The needed output is the run of lines below from the one containing "target | roadside grass" through the one containing "point | one marker per instance of the girl's blonde", copied exactly and free of pictures.

● **ENTRIES SUPPLIED**

---*---

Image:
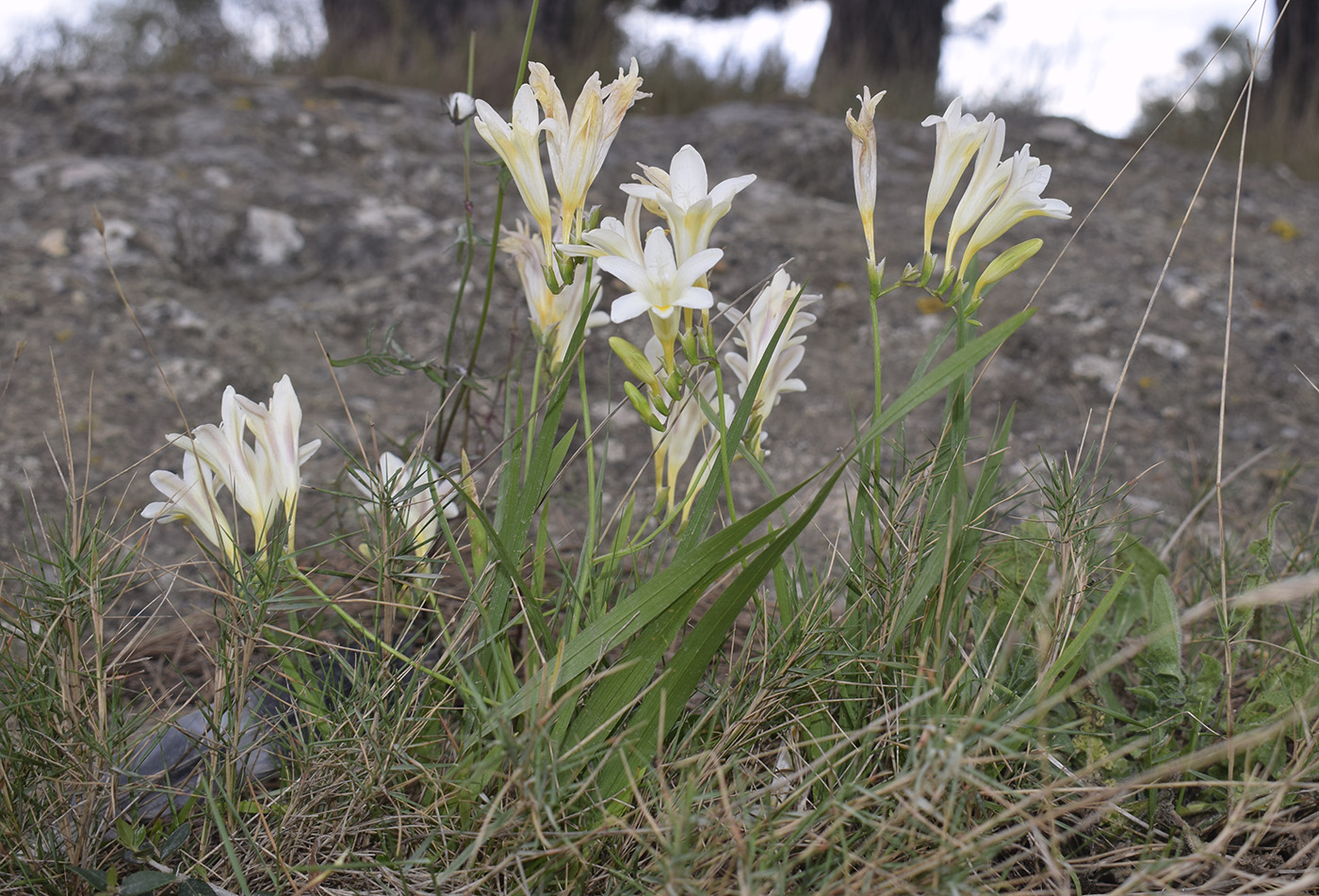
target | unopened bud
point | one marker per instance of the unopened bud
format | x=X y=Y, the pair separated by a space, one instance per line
x=689 y=348
x=673 y=385
x=461 y=107
x=1005 y=264
x=643 y=407
x=926 y=269
x=635 y=361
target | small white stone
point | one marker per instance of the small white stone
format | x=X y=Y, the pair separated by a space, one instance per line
x=55 y=243
x=1105 y=371
x=1166 y=346
x=273 y=236
x=118 y=234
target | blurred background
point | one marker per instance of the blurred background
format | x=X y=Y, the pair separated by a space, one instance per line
x=1118 y=66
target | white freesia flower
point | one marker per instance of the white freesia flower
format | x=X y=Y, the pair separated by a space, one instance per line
x=683 y=425
x=553 y=316
x=412 y=490
x=754 y=332
x=986 y=182
x=866 y=162
x=518 y=144
x=682 y=197
x=191 y=499
x=660 y=285
x=261 y=477
x=613 y=236
x=276 y=432
x=1019 y=200
x=956 y=140
x=579 y=144
x=236 y=462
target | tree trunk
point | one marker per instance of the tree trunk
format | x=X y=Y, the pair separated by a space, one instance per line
x=887 y=45
x=412 y=40
x=1295 y=83
x=202 y=36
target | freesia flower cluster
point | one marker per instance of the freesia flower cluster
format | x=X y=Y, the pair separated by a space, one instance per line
x=412 y=491
x=1001 y=193
x=665 y=269
x=577 y=145
x=256 y=455
x=261 y=475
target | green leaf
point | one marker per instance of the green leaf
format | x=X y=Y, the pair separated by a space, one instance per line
x=1164 y=648
x=174 y=840
x=144 y=882
x=99 y=880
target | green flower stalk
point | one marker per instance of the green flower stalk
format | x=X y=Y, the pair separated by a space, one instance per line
x=518 y=144
x=754 y=332
x=553 y=315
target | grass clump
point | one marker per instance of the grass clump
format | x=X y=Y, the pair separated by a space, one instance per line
x=971 y=697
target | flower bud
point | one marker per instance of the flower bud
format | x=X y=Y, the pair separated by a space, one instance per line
x=635 y=361
x=1004 y=266
x=643 y=407
x=926 y=269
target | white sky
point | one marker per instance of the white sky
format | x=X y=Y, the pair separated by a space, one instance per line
x=1087 y=58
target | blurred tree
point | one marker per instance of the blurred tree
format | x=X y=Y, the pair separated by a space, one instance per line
x=1295 y=82
x=890 y=45
x=402 y=39
x=202 y=33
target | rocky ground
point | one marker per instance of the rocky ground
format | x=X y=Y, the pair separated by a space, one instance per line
x=257 y=224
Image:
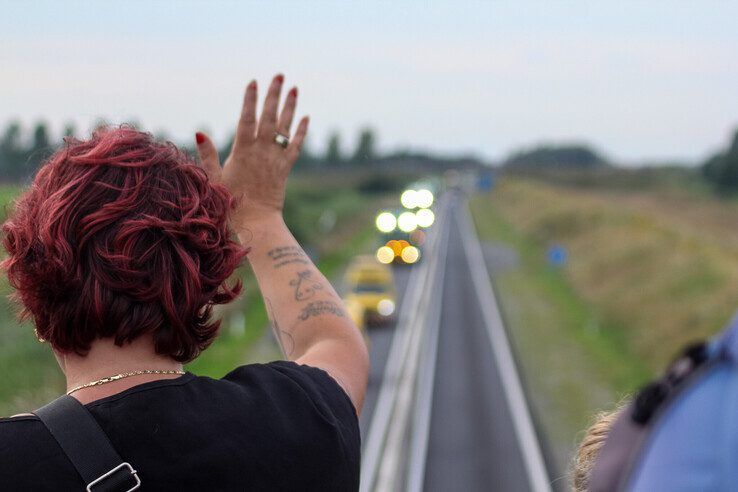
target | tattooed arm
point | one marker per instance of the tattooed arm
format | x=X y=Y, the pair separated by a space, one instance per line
x=307 y=316
x=306 y=313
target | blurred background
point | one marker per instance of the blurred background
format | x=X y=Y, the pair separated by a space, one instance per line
x=596 y=141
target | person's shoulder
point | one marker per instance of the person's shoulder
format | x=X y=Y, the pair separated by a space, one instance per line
x=292 y=378
x=695 y=436
x=24 y=430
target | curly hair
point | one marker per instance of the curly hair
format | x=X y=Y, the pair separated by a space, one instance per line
x=120 y=236
x=589 y=449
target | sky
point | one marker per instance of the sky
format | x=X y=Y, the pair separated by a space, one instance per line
x=641 y=81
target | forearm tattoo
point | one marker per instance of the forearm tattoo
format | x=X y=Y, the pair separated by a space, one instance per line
x=286 y=255
x=305 y=286
x=284 y=338
x=316 y=308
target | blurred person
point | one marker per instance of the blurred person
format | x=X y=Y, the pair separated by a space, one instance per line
x=680 y=433
x=118 y=252
x=589 y=448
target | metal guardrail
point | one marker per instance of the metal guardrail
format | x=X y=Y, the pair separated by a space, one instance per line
x=389 y=445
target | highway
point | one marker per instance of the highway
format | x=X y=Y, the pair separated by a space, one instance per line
x=445 y=410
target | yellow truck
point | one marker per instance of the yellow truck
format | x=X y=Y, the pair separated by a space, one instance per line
x=370 y=295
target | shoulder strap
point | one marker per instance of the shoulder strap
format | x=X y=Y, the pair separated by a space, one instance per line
x=632 y=429
x=87 y=446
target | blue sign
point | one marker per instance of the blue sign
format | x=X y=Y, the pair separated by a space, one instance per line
x=557 y=255
x=486 y=181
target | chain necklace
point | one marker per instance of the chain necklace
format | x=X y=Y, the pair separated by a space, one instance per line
x=120 y=376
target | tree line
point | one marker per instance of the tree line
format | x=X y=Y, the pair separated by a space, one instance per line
x=721 y=170
x=21 y=151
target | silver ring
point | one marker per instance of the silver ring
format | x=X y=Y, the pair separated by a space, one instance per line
x=281 y=140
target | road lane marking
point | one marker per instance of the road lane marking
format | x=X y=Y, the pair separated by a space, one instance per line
x=377 y=459
x=426 y=380
x=522 y=421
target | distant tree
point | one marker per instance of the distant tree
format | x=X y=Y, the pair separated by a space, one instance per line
x=722 y=168
x=560 y=156
x=12 y=153
x=333 y=156
x=69 y=130
x=39 y=149
x=365 y=151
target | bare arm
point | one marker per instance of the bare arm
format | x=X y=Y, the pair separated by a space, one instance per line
x=307 y=315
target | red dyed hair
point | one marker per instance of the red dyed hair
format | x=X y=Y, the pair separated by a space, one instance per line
x=120 y=236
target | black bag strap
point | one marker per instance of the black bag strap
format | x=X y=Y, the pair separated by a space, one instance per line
x=87 y=446
x=630 y=432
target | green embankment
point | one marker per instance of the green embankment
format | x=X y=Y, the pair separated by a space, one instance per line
x=648 y=272
x=31 y=376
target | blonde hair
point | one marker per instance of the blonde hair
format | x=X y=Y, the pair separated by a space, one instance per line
x=589 y=448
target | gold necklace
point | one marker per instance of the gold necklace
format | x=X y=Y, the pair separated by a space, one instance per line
x=120 y=376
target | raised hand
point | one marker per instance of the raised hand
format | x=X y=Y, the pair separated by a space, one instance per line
x=256 y=171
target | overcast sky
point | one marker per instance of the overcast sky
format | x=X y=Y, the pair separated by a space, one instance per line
x=641 y=80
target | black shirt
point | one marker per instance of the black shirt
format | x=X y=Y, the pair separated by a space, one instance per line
x=277 y=426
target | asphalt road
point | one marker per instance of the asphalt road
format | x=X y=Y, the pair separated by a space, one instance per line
x=380 y=339
x=472 y=441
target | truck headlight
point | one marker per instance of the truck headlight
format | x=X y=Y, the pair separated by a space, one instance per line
x=386 y=307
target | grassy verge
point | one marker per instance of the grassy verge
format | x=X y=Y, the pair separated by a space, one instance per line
x=650 y=269
x=573 y=361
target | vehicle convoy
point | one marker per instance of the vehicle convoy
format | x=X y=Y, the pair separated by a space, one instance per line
x=370 y=297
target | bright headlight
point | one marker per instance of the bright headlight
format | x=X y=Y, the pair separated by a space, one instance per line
x=386 y=222
x=385 y=255
x=410 y=254
x=407 y=222
x=386 y=307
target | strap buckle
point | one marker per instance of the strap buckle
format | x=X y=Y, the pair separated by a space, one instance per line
x=122 y=466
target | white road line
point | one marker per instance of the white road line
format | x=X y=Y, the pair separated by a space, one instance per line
x=374 y=453
x=426 y=380
x=522 y=422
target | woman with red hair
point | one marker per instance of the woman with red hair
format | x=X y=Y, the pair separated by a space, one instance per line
x=118 y=252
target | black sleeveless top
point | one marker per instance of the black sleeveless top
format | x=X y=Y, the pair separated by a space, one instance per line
x=276 y=426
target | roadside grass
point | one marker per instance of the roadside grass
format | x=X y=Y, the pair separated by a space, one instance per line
x=649 y=270
x=31 y=375
x=573 y=361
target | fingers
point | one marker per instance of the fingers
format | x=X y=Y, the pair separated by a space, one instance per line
x=208 y=155
x=288 y=112
x=296 y=143
x=246 y=131
x=268 y=121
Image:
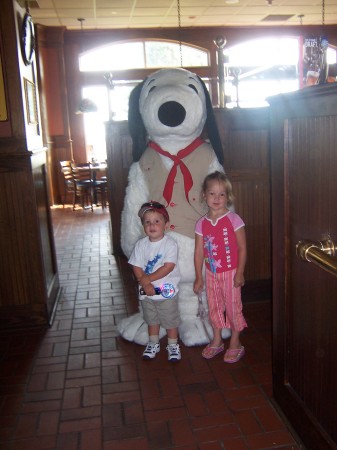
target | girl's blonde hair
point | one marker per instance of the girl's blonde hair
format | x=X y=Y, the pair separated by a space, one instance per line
x=220 y=177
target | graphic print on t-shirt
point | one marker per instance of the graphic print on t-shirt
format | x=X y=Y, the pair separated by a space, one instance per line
x=211 y=252
x=151 y=263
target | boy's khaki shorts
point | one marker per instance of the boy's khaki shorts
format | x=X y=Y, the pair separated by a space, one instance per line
x=161 y=312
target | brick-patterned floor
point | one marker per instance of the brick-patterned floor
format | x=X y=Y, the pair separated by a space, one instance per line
x=78 y=385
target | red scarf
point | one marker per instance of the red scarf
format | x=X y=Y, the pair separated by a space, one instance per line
x=177 y=161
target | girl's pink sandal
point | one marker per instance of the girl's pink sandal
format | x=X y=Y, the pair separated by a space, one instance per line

---*---

● **EXERCISE RESULT**
target | roadside grass
point | one marker per instance of the roadside grass
format | x=X y=Y, the pair separated by a space, one instance per line
x=649 y=270
x=31 y=375
x=573 y=361
target | fingers
point | one marker per instance of the fingers
format | x=X y=Y, the pair separated by a space, one instance per line
x=208 y=155
x=288 y=112
x=296 y=143
x=246 y=131
x=268 y=121
Image:
target | girl's blonde hair
point | one marker per instance of the girl's blonde hair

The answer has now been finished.